- _DATA FOR REVIEW_:
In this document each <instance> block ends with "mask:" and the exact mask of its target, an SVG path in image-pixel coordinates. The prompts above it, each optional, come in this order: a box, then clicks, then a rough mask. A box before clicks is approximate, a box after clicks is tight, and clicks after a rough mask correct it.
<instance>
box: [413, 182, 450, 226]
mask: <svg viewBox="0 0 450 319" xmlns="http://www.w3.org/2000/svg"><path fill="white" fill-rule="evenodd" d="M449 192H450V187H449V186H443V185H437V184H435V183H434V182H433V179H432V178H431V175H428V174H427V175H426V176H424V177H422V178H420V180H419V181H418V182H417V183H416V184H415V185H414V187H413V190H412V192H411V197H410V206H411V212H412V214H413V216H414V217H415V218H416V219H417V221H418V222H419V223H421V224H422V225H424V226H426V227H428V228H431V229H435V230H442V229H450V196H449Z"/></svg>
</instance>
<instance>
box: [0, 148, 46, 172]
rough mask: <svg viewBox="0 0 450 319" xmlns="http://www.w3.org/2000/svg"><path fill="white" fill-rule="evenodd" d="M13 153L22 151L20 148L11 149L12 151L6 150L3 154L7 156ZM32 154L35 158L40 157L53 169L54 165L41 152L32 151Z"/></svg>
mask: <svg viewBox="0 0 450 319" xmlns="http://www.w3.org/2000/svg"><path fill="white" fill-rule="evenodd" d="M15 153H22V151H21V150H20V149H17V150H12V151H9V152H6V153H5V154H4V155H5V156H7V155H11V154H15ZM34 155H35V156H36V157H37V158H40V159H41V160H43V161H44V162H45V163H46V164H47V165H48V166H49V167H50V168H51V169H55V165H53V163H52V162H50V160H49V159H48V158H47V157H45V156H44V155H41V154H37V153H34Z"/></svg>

- _WHAT YOU SHOULD DO_:
Render the entire listing above as a numbered list with one line per item, leaving out any blank lines.

- _ANSWER TO THIS EXERCISE_:
1. In this document each <instance> block ends with "mask:" and the exact mask of its target, an SVG path in image-pixel coordinates. The prompts above it, each optional, come in this order: a box, then clicks, then a rough mask. A box before clicks is approximate, a box after clicks is tight, and clicks after a rough mask correct it.
2. <instance>
3. box: [413, 182, 450, 226]
4. mask: <svg viewBox="0 0 450 319" xmlns="http://www.w3.org/2000/svg"><path fill="white" fill-rule="evenodd" d="M449 192H450V187H449V186H443V185H437V184H435V183H434V182H433V179H432V178H431V175H428V174H427V175H426V176H424V177H422V178H420V180H419V181H418V182H417V183H416V184H415V185H414V187H413V190H412V192H411V197H410V206H411V212H412V214H413V216H414V217H415V218H416V219H417V221H418V222H419V223H421V224H422V225H424V226H426V227H428V228H431V229H435V230H442V229H450V196H449Z"/></svg>
5. </instance>
6. <instance>
7. box: [0, 148, 46, 172]
8. rough mask: <svg viewBox="0 0 450 319" xmlns="http://www.w3.org/2000/svg"><path fill="white" fill-rule="evenodd" d="M13 153L22 151L20 148L11 149L12 151L6 150L3 154L7 156ZM32 154L35 158L40 157L53 169L54 165L41 152L32 151Z"/></svg>
9. mask: <svg viewBox="0 0 450 319" xmlns="http://www.w3.org/2000/svg"><path fill="white" fill-rule="evenodd" d="M15 153H22V151H21V150H20V149H17V150H12V151H9V152H6V153H5V154H4V155H5V156H7V155H11V154H15ZM34 155H35V156H36V157H37V158H40V159H41V160H43V161H44V162H45V163H46V164H47V165H48V166H49V167H50V168H51V169H55V165H53V163H52V162H50V160H49V159H48V158H47V157H45V156H44V155H41V154H37V153H34Z"/></svg>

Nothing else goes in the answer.